**EXERCISE DETAILS**. Exactly reproduce the lines from the one containing "Locate the rusty" through the last line of the data, both ends included, leaving out pictures.
- - - - - - -
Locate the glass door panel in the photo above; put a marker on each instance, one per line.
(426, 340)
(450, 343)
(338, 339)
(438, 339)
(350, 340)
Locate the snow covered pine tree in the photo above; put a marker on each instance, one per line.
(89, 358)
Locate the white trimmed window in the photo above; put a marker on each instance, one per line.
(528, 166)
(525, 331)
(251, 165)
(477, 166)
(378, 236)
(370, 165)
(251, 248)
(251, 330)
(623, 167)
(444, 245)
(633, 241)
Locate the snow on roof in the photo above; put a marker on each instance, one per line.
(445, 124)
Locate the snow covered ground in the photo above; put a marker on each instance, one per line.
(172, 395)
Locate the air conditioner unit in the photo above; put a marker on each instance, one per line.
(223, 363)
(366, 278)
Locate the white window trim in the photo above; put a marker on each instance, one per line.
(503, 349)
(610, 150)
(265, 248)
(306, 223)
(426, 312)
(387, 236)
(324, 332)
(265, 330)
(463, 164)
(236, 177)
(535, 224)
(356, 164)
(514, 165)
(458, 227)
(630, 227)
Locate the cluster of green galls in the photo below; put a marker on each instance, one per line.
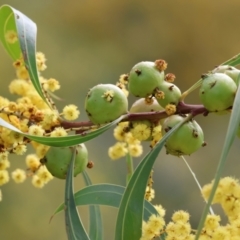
(155, 90)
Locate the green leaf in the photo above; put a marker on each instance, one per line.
(107, 195)
(26, 29)
(234, 61)
(129, 220)
(65, 141)
(7, 25)
(230, 136)
(95, 220)
(74, 226)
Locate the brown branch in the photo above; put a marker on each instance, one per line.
(182, 108)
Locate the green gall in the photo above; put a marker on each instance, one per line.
(217, 92)
(171, 94)
(105, 103)
(186, 140)
(231, 71)
(57, 160)
(144, 78)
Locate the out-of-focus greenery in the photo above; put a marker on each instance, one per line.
(90, 42)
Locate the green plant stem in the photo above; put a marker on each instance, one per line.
(196, 180)
(130, 169)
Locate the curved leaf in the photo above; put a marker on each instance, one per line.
(74, 226)
(7, 26)
(230, 136)
(13, 20)
(105, 194)
(234, 61)
(95, 220)
(129, 220)
(65, 141)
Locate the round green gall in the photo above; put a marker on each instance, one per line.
(186, 140)
(231, 71)
(105, 103)
(144, 78)
(57, 160)
(217, 92)
(145, 105)
(168, 93)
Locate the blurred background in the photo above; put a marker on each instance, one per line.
(91, 42)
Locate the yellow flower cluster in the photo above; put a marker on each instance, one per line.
(149, 193)
(227, 194)
(154, 226)
(130, 136)
(32, 115)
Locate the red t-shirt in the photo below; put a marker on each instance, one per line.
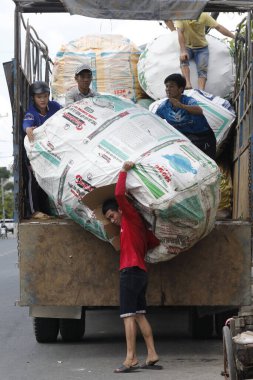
(135, 238)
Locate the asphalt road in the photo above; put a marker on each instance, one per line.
(103, 348)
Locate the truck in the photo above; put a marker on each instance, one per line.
(64, 270)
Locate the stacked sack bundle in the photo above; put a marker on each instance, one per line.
(112, 58)
(80, 150)
(161, 58)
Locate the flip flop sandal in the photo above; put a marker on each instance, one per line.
(151, 365)
(124, 369)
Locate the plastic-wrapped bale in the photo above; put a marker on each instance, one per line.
(226, 191)
(161, 58)
(218, 112)
(112, 58)
(80, 150)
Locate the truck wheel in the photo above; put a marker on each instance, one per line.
(230, 371)
(220, 320)
(46, 329)
(72, 330)
(201, 327)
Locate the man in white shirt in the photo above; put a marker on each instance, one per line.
(83, 77)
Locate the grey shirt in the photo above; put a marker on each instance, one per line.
(74, 95)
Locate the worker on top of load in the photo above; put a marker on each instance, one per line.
(194, 45)
(184, 114)
(83, 77)
(38, 112)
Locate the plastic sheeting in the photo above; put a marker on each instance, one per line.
(136, 10)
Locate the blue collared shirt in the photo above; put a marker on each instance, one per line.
(33, 118)
(181, 119)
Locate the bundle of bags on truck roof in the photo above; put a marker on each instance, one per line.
(112, 58)
(77, 154)
(160, 58)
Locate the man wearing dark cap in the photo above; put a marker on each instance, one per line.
(83, 77)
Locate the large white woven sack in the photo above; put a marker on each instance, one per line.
(112, 58)
(82, 147)
(161, 58)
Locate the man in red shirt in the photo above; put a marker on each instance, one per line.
(135, 240)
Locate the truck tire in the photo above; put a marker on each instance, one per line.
(46, 329)
(201, 327)
(220, 320)
(230, 370)
(72, 330)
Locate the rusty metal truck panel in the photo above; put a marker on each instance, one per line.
(62, 264)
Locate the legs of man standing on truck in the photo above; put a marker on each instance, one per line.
(201, 58)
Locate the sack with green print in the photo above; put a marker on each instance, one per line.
(81, 149)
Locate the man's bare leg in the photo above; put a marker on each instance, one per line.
(130, 332)
(148, 337)
(186, 73)
(201, 83)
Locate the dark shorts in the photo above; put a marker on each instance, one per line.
(133, 286)
(205, 141)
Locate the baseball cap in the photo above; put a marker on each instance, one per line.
(82, 67)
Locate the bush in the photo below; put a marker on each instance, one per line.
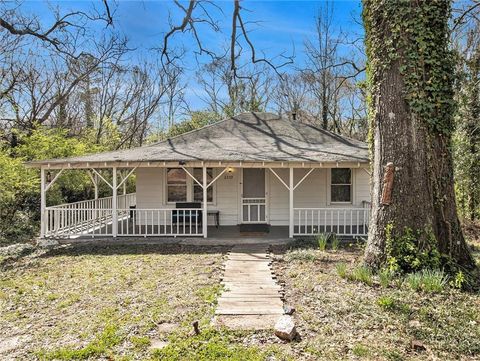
(362, 274)
(431, 281)
(410, 251)
(301, 255)
(322, 240)
(335, 241)
(341, 270)
(385, 277)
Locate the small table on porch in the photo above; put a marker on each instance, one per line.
(216, 215)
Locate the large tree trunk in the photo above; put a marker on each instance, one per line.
(401, 132)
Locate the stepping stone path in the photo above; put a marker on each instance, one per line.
(251, 298)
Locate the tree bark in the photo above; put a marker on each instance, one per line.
(422, 197)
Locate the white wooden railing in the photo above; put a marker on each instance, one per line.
(254, 210)
(160, 222)
(93, 217)
(341, 221)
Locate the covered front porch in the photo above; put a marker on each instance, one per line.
(281, 187)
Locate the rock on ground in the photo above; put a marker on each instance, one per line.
(285, 328)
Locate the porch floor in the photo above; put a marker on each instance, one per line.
(223, 235)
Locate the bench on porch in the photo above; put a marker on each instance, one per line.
(191, 217)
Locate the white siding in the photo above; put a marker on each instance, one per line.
(312, 193)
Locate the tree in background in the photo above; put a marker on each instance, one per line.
(410, 79)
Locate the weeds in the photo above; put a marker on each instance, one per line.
(341, 269)
(430, 281)
(362, 274)
(322, 240)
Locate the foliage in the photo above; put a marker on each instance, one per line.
(362, 274)
(416, 39)
(198, 119)
(209, 345)
(430, 281)
(411, 251)
(98, 347)
(341, 269)
(322, 240)
(301, 255)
- - - - - - -
**OUTPUT FOR THIS TASK**.
Locate the rusty metal truck panel in the photo above; put a marker on each instance, one per line.
(62, 264)
Locate the legs of man standing on truck in the photo above; put a marker on each instance, one per line.
(201, 58)
Locate the sack with green print in the photo above; put a marker on each instance, one per line.
(81, 149)
Locate the man's bare leg in the photo above; put a marker on each instance, one per line.
(130, 332)
(148, 337)
(186, 73)
(201, 83)
Locate the dark shorts in the photo above; put a marker on each instance, one per line.
(133, 286)
(205, 141)
Locate the baseball cap in the photo above; put a marker on each instance, one per line.
(82, 67)
Locate the bush in the photo below; put a marker on each instance, one per line.
(362, 274)
(431, 281)
(410, 251)
(301, 255)
(322, 240)
(335, 241)
(341, 270)
(385, 277)
Locate the small table on porch in the photo above; put a marker on each instance, one per line.
(216, 215)
Locate the large tree trunk in the photo above; put a marker on each instance, one per line.
(401, 132)
Locate the stepping stone path in the photo above; put a marker on each instance, one per line.
(251, 298)
Locate the tree bark in the photo above; put a marker on each instance, one per line.
(422, 197)
Locate the white wooden railing in the photo above; put a marker on each instance, one per line.
(254, 210)
(160, 222)
(93, 217)
(341, 221)
Locate the covered front porch in the photo above; put a marker on each instance, one per line.
(281, 187)
Locate the rock on ground in the photo above; put a marker on each instance, one per line.
(285, 328)
Locate the porch floor in the photo above; put a marker on each instance, one per line.
(223, 235)
Locate the bench on porch in the photo above; put a marker on each instance, one per line.
(191, 217)
Locate the white siding in the photo above; put a marker on each instance, one per line.
(312, 193)
Locate the tree in background in the photo above; put a marker on each instance, one per line.
(410, 79)
Locate the weeds in the photo above; put a marker on each instance, one per line.
(341, 269)
(430, 281)
(362, 274)
(322, 240)
Locate the foliage in the photo above; put a marker on each instance, one per line.
(362, 274)
(416, 39)
(198, 119)
(209, 345)
(430, 281)
(411, 251)
(98, 347)
(341, 269)
(322, 240)
(301, 255)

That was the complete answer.